[EXCERPTED RECORDS — start]

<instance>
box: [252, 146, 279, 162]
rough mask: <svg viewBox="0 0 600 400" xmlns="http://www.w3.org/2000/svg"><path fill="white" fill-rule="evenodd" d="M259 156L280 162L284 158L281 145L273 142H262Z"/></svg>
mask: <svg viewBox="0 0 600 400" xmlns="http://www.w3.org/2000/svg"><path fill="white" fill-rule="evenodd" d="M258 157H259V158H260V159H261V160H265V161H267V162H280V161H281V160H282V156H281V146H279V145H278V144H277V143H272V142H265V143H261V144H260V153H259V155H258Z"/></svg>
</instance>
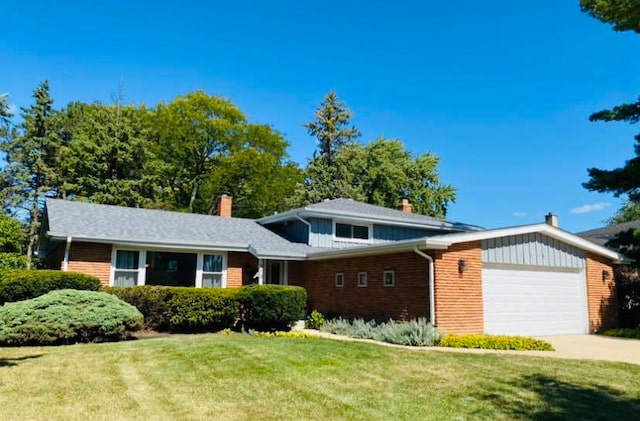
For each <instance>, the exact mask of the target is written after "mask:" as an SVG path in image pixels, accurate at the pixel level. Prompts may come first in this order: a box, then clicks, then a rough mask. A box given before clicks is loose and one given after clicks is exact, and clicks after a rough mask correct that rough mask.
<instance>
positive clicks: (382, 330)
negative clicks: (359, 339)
mask: <svg viewBox="0 0 640 421" xmlns="http://www.w3.org/2000/svg"><path fill="white" fill-rule="evenodd" d="M321 330H323V331H325V332H330V333H334V334H337V335H345V336H349V337H352V338H360V339H373V340H376V341H382V342H388V343H392V344H396V345H408V346H434V345H437V344H438V342H439V341H440V338H441V337H442V335H441V334H440V333H439V332H438V330H437V329H436V328H435V327H434V326H433V325H432V324H431V323H429V322H427V320H426V319H424V318H420V319H417V320H410V321H408V322H394V321H393V320H389V321H388V322H387V323H380V324H376V322H375V321H374V320H370V321H365V320H363V319H354V320H353V321H349V320H345V319H342V318H338V319H333V320H329V321H327V322H326V323H325V325H324V326H323V327H322V329H321Z"/></svg>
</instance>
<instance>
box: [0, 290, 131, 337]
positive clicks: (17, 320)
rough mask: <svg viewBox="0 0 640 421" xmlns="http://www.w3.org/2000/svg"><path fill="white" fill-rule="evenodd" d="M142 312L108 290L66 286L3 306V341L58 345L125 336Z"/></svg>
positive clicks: (0, 319) (2, 307)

[EXCERPTED RECORDS — finish]

* **WHAT YOU SHOULD DO**
Skip the pictures and reproduce all remaining entries exactly.

* **OUTPUT**
<instance>
box: [252, 146, 279, 162]
rough mask: <svg viewBox="0 0 600 400" xmlns="http://www.w3.org/2000/svg"><path fill="white" fill-rule="evenodd" d="M259 156L280 162L284 158L281 145L273 142H262Z"/></svg>
mask: <svg viewBox="0 0 600 400" xmlns="http://www.w3.org/2000/svg"><path fill="white" fill-rule="evenodd" d="M258 157H259V158H260V159H261V160H265V161H267V162H280V161H281V160H282V156H281V146H279V145H278V144H277V143H272V142H265V143H261V144H260V153H259V155H258Z"/></svg>
</instance>
For each <instance>, the exact mask of the target is written after "mask:" as an SVG path in image pixels, accurate at the pixel level. Prompts may come first in this order: a box, then clicks, then a rough mask. A box given before clicks is loose and one given after clicks is exact, and clicks after a rough mask correct that rough mask.
<instance>
positive clicks: (382, 330)
negative clicks: (359, 339)
mask: <svg viewBox="0 0 640 421" xmlns="http://www.w3.org/2000/svg"><path fill="white" fill-rule="evenodd" d="M321 330H323V331H325V332H330V333H334V334H337V335H345V336H349V337H352V338H360V339H373V340H376V341H382V342H388V343H392V344H396V345H408V346H434V345H437V344H438V342H439V341H440V338H441V337H442V335H441V334H440V333H439V332H438V330H437V329H436V328H435V327H434V326H433V325H432V324H431V323H429V322H427V320H426V319H424V318H420V319H417V320H410V321H408V322H394V321H393V320H389V321H388V322H387V323H380V324H376V322H375V321H374V320H370V321H365V320H363V319H354V320H353V321H349V320H345V319H342V318H338V319H333V320H329V321H327V322H326V323H325V325H324V326H323V327H322V329H321Z"/></svg>
</instance>
<instance>
box: [0, 290, 131, 337]
positive clicks: (17, 320)
rough mask: <svg viewBox="0 0 640 421" xmlns="http://www.w3.org/2000/svg"><path fill="white" fill-rule="evenodd" d="M142 312L108 290L66 286L3 306V341L58 345L125 336Z"/></svg>
positive clicks: (0, 319) (2, 307)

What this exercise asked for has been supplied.